Start of EXERCISE MATERIAL

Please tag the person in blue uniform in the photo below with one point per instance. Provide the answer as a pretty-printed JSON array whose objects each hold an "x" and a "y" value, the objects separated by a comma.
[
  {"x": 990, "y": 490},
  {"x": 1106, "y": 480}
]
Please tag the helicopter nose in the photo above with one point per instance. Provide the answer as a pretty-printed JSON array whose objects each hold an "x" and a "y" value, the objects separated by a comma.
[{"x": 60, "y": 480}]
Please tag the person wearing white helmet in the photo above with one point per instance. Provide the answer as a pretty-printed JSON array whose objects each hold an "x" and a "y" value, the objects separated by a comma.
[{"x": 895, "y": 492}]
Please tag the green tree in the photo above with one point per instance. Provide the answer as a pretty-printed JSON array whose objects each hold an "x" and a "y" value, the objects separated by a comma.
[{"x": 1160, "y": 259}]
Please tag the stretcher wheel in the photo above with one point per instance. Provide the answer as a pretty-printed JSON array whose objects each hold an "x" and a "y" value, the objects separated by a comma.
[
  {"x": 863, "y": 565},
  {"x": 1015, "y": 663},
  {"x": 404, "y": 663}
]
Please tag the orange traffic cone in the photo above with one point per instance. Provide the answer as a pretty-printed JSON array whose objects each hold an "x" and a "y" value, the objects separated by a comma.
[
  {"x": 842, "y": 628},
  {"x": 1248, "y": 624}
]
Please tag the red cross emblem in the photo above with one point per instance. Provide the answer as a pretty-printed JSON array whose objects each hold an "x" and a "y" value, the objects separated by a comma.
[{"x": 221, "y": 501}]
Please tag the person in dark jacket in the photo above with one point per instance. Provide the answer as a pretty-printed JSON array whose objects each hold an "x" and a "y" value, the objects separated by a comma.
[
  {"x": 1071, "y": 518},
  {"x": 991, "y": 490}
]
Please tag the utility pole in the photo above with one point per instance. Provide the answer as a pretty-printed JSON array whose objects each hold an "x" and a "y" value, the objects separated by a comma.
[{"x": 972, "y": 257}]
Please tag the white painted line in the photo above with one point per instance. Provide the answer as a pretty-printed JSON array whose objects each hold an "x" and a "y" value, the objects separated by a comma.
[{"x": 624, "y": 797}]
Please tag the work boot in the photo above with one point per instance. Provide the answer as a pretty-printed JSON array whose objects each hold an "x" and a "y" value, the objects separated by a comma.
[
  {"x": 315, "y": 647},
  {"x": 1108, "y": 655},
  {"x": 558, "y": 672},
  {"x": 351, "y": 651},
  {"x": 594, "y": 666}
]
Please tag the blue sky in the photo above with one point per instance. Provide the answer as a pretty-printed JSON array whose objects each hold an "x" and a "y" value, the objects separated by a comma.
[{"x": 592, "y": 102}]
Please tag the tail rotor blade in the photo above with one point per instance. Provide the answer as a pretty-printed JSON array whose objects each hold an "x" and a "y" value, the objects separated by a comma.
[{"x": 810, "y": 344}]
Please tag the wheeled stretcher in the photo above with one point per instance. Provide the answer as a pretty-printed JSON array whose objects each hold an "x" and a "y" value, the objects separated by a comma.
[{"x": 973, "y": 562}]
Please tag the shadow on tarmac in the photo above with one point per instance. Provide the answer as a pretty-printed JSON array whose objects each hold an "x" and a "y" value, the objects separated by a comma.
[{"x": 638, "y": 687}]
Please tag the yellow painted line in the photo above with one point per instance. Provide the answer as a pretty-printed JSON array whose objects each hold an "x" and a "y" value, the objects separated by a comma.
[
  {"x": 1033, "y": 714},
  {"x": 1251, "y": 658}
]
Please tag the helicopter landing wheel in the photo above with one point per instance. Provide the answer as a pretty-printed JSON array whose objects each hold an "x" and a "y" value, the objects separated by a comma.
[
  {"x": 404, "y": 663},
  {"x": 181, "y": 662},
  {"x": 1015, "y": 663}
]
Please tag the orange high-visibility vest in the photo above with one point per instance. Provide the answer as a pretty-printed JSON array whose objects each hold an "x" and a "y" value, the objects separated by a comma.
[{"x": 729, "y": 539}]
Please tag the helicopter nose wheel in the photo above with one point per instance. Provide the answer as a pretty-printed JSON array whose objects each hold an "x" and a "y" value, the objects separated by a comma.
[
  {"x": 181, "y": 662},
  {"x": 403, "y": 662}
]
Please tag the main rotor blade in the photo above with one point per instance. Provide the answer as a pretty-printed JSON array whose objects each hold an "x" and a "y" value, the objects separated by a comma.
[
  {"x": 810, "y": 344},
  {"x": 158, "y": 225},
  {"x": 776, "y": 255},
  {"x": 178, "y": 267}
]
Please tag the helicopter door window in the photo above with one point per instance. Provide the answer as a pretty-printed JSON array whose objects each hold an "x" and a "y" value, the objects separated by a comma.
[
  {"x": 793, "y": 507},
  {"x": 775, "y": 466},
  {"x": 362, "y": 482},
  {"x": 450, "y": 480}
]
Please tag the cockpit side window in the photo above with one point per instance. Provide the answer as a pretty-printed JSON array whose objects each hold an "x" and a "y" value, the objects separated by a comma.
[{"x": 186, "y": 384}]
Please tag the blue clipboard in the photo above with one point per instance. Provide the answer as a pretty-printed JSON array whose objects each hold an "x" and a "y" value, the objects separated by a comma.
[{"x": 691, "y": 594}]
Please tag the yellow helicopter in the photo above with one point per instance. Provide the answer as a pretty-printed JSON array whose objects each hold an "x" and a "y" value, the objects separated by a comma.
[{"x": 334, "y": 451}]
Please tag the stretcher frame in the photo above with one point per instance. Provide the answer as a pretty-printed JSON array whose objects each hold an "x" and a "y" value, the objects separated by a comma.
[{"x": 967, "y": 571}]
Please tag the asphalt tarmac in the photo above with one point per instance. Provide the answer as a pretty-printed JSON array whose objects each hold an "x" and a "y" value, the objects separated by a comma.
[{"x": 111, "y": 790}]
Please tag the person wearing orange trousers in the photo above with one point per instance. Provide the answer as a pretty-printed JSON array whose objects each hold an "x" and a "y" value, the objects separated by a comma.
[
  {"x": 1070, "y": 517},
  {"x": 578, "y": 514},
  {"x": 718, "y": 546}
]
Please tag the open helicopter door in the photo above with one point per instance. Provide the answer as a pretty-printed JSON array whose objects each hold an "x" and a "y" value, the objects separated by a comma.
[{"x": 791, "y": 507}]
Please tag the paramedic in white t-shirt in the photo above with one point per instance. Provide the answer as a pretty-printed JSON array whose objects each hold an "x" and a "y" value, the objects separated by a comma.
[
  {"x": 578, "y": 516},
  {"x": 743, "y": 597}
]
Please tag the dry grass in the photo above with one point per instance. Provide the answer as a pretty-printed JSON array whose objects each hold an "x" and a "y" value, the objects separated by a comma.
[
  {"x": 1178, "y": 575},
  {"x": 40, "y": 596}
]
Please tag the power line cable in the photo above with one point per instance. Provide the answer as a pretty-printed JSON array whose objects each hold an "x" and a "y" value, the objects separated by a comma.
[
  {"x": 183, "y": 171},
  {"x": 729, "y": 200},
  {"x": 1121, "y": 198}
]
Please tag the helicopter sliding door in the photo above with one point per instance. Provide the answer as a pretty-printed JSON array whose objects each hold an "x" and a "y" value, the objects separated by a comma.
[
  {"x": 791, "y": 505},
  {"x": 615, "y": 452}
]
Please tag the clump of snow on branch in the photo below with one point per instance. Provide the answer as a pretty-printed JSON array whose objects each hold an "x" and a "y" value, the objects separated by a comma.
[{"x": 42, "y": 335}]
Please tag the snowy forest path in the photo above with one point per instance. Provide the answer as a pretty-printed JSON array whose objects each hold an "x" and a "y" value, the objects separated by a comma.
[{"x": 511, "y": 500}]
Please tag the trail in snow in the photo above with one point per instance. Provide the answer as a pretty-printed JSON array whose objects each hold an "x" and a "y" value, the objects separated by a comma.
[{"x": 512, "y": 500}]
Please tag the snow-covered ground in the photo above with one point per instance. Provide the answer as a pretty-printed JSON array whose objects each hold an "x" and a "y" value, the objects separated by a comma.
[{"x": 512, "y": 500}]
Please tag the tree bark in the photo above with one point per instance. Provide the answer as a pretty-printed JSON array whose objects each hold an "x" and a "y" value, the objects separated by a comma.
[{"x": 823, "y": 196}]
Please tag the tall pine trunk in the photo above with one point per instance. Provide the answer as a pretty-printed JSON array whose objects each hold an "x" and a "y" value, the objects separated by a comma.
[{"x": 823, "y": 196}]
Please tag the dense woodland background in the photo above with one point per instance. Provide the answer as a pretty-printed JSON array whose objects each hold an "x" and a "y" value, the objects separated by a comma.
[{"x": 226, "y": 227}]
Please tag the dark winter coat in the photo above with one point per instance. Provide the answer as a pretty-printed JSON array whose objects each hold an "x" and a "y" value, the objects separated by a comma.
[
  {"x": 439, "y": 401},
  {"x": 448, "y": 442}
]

End of EXERCISE MATERIAL

Would you copy exactly the lines from the one that contains "Please tag the dark" through the final line of the records above, including both?

Please tag the dark winter coat in the photo above with one point per instance. Provide the answer as a pretty-printed JSON array whose objects each hold an "x" and a "y" value, the objects separated by a comma.
[
  {"x": 439, "y": 401},
  {"x": 448, "y": 442}
]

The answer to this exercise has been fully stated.